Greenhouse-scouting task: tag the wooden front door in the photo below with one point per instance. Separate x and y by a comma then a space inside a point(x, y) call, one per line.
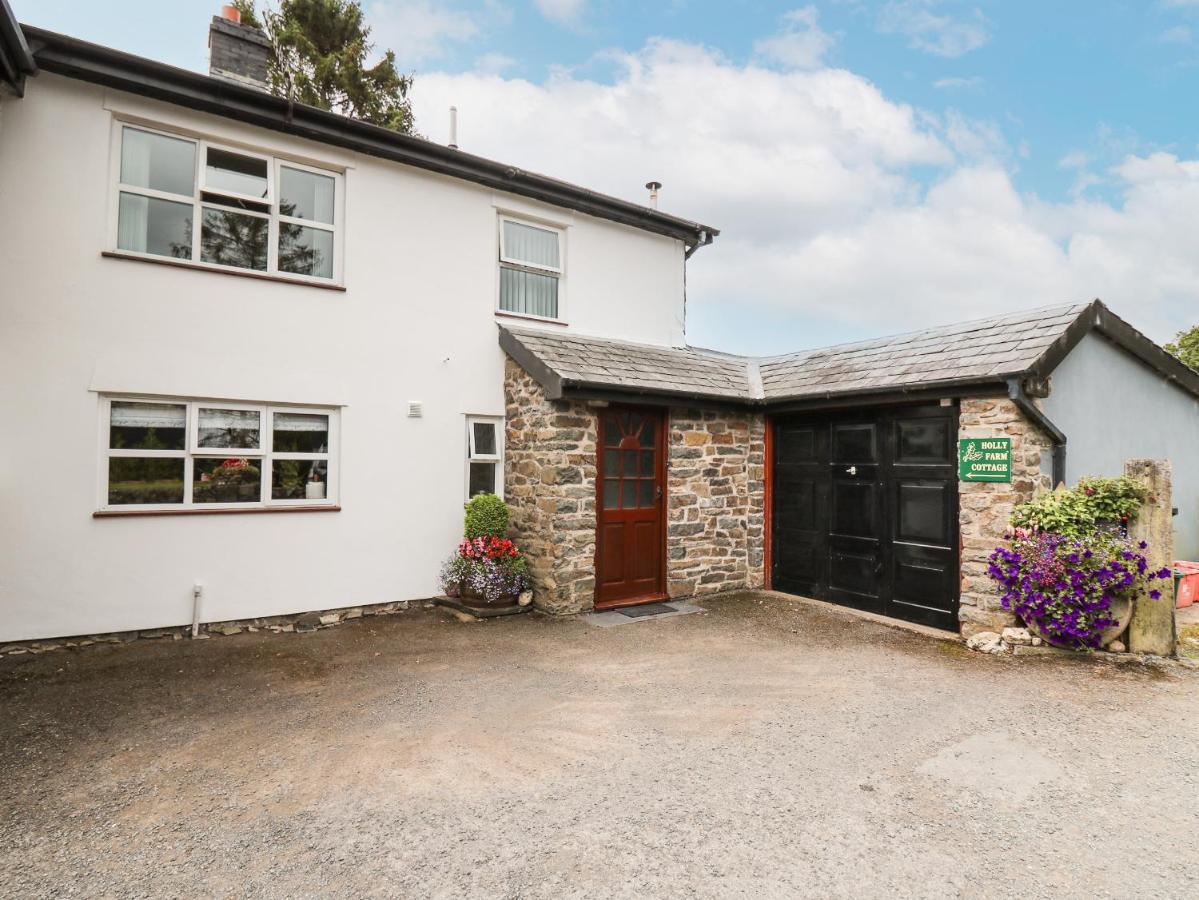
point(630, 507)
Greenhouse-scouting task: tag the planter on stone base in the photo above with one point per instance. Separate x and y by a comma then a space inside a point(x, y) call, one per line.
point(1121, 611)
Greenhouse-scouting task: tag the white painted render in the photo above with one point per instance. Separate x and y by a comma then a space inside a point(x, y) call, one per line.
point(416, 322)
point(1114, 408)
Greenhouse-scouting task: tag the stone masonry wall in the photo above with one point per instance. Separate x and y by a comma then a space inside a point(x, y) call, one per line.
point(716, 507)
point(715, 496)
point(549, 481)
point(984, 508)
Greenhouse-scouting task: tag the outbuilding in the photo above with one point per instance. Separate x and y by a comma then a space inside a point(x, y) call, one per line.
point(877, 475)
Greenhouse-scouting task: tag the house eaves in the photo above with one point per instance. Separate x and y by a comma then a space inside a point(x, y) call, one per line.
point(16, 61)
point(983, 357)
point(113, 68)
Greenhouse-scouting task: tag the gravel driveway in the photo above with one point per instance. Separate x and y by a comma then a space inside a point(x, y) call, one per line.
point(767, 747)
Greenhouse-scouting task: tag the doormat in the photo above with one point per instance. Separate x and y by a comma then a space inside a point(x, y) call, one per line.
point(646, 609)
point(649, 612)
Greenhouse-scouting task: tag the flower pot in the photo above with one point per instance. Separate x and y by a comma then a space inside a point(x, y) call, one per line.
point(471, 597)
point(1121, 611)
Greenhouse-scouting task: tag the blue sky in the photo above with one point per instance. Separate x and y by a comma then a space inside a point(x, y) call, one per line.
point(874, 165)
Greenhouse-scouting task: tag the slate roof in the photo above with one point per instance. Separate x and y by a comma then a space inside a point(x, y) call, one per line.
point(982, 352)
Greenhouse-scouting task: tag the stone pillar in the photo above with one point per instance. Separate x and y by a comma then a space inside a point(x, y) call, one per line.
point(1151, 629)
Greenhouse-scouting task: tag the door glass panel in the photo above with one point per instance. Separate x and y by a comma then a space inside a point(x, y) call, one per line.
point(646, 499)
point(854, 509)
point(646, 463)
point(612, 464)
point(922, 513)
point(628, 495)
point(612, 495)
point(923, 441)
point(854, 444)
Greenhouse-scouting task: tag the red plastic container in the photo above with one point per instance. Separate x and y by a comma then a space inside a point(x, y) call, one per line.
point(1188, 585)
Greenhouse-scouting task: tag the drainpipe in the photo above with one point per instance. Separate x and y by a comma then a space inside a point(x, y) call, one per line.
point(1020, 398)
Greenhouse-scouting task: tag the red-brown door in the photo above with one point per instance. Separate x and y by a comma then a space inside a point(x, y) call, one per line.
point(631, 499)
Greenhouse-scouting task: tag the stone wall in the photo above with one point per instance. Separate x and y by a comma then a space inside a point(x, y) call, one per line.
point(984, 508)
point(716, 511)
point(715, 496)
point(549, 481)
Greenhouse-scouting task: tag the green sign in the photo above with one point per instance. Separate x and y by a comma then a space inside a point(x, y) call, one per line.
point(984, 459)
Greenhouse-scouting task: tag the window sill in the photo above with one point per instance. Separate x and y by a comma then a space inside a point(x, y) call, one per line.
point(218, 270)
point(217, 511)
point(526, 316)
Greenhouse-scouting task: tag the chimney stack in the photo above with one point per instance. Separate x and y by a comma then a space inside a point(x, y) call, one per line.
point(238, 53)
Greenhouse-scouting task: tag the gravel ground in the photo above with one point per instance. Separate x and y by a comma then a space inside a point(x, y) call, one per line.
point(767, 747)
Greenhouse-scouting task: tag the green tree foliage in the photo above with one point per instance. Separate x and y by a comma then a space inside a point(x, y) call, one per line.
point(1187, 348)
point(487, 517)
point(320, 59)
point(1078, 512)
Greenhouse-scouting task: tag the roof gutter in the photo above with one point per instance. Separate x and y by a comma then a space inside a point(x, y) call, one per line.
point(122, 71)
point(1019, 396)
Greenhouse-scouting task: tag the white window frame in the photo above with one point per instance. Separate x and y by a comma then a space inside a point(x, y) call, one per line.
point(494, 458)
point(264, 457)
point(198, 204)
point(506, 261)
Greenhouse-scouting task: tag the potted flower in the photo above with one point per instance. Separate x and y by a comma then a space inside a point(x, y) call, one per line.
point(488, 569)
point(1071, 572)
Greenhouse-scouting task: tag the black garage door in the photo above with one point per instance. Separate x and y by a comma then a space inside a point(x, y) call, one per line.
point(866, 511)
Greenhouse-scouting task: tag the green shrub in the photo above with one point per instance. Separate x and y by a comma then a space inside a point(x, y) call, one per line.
# # # # #
*What the exercise asks*: Arrange every row above into a numbered list, skipping any blank lines and leaving out the pictures.

*Correct answer*:
1. Greenhouse-scouting task: tag the wooden front door in the photo below with one point per instance. Separate x and y by a comma then a space inside a point(x, y) call, one per line.
2. point(630, 507)
3. Greenhouse-scouting task: tag the planter on stone base in the photo above with one point per instance. Separate x and y by a comma then a space inside a point(x, y) call, one per line.
4. point(1121, 611)
5. Greenhouse-scouting task: tag the white painted render in the photo above with one point per instance. Separate x and y by a comma then a space inside a point(x, y) call, one per line.
6. point(416, 322)
7. point(1114, 408)
8. Greenhouse-scouting task: tag the stone masonry wall in the photo above with one point per instance. Separate x and y by a comma then a space inside a point(x, y) call, one per line.
9. point(716, 507)
10. point(715, 496)
11. point(549, 481)
12. point(984, 508)
13. Greenhouse-scouting task: tag the outbuilding in the photo above with one point per instance. Separate x and y by a comma then a space inside a point(x, y) call, one per line.
14. point(877, 475)
15. Greenhouse-scouting task: tag the house eaves in the photo above with one point per instance. Separate x and y by a comma then a space inside a point(x, y) call, one per line.
16. point(16, 61)
17. point(983, 357)
18. point(113, 68)
19. Greenhouse-scouting task: tag the gravel driveway in the photo above with one point per instance. Separate x and y by a comma then a space inside a point(x, y) call, one per line.
20. point(767, 747)
21. Greenhouse-scouting task: tag the doormat in the photo above with one point per instance. Separate x and y by a comma then a space inside a point(x, y) call, one per line.
22. point(646, 609)
23. point(649, 612)
24. Greenhouse-scouting task: tag the flower pot in the photo above with one point per instance. Separate x and y by a comma then a space inside a point(x, y) call, one per line.
25. point(471, 597)
26. point(1121, 611)
27. Greenhouse-scouting task: tag the blue sky in the photo above with one point per instance. Separate x and y by a comma then a space inside a point(x, y) call, one per line.
28. point(874, 165)
29. Greenhouse-scouting task: tag the slate roof in the photo above with one point per instance. Separate x and y by a comma then a space inside a point(x, y) call, one per line.
30. point(982, 352)
31. Greenhouse-scouting task: tag the stone pillar in the photo above with one point per instance. Separate x and y by a comma then a space inside a point(x, y) call, one per line.
32. point(1151, 629)
33. Greenhouse-scouting task: tag the door glass panel in the photo above with one point per instance. Separate x and y by a comma then a space inside a point(x, y) call, one per line.
34. point(646, 499)
35. point(854, 509)
36. point(646, 463)
37. point(612, 464)
38. point(922, 513)
39. point(628, 495)
40. point(612, 495)
41. point(923, 441)
42. point(854, 444)
43. Greenhouse-scouting task: tag the red plastic container in the photo above with one point per instance. Separate x and y by a comma then a space inside a point(x, y) call, one per line.
44. point(1188, 585)
45. Greenhouse-scouting task: tag the drainpipe in the photo above with one point per instance. Separate x and y by a comma then a space inside a point(x, y) call, one per line.
46. point(1020, 398)
47. Greenhouse-scouting task: tag the red-brown door in the photo above with one point per instance. Separate x and y by a comma then a space inside a point(x, y) call, one per line.
48. point(631, 499)
49. Greenhouse-scouting task: tag the stone wall in the photo above with one point per instance. Separate x and y by a comma then a space inside a point(x, y) call, one per line.
50. point(984, 508)
51. point(716, 511)
52. point(715, 496)
53. point(549, 481)
54. Greenhouse-scouting task: tag the green sign in the photo above with one point per instance. Separate x and y by a comma then a space inside a point(x, y) call, one per line.
55. point(984, 459)
56. Greenhouse-scouting task: tag the window sill in the photo above with one point per instance. Separate x and y by a comma then a space inside a point(x, y) call, one per line.
57. point(218, 270)
58. point(217, 511)
59. point(526, 316)
60. Greenhouse-scouting task: tag the chimney stack in the photo above with one point per instance. Separate x and y by a comma then a space inside a point(x, y) call, one per line.
61. point(238, 53)
62. Greenhouse-scouting task: tag the gravel ground in the photo above with one point per instance. Separate x and y by a comma then a space inside a point(x, y) call, one per line.
63. point(767, 747)
64. Greenhouse-scouting task: tag the green tree foliage in the photo above with one point per instance. Separate x and y by a comma then a space inside a point(x, y) call, one per line.
65. point(1187, 348)
66. point(487, 517)
67. point(320, 59)
68. point(1078, 512)
69. Greenhouse-scouting task: tag the roof gutter in the photo above with one point per instance. Separate x and y by a comma then a space inside a point(x, y) call, one per line.
70. point(122, 71)
71. point(1019, 396)
72. Greenhouse-scouting task: tag the white window frame in the photo above with one point per instance. Separate x and y by a comma then a space inside a point(x, y) call, one per line.
73. point(494, 458)
74. point(264, 457)
75. point(198, 204)
76. point(506, 261)
77. Greenhouse-scouting task: tag the potted flower in the photo above with one point per instance. Separate x and y by a comma then a space inside a point(x, y) call, one per line.
78. point(488, 569)
79. point(1071, 572)
80. Greenhouse-scouting task: tag the black garage door in the photo above with one point per instance. Separate x and y by a comma then a space inside a point(x, y) call, one per line.
81. point(866, 511)
82. Greenhouse-scouting task: tag the green shrub in the photo above with one point per instance. Separate x and y by a comma then a space inside a point(x, y) call, one per line.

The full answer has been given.